### Problem details:
Select each line in the rows below that contains the word "stick" and copy those lines.
===== Material provided =====
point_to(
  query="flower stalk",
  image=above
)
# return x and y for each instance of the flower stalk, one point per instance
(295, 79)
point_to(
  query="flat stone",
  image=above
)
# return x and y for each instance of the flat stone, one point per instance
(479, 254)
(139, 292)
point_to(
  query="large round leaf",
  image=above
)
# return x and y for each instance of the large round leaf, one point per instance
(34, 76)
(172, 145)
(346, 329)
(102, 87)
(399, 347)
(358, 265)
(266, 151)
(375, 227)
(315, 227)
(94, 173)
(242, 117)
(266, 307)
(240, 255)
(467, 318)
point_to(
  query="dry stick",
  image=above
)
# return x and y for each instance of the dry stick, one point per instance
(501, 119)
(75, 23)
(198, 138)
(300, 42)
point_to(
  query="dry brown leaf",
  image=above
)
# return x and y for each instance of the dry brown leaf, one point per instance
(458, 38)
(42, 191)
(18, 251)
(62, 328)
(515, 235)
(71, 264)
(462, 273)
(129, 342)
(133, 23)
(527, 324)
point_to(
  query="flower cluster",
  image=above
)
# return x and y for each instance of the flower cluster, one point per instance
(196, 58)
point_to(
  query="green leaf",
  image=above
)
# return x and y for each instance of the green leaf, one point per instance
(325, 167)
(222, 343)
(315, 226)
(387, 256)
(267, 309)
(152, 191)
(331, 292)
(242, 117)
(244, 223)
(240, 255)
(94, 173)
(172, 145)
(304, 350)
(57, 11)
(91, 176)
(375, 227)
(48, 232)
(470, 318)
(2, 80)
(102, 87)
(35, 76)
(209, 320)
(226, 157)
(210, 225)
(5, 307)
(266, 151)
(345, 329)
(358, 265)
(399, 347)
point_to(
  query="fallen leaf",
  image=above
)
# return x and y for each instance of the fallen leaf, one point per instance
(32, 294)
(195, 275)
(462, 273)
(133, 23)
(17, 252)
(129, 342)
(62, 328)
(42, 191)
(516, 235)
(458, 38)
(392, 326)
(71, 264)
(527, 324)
=====
### Complete response:
  query="dry stick",
# return x and y for each instance of the dry stick, one point per instance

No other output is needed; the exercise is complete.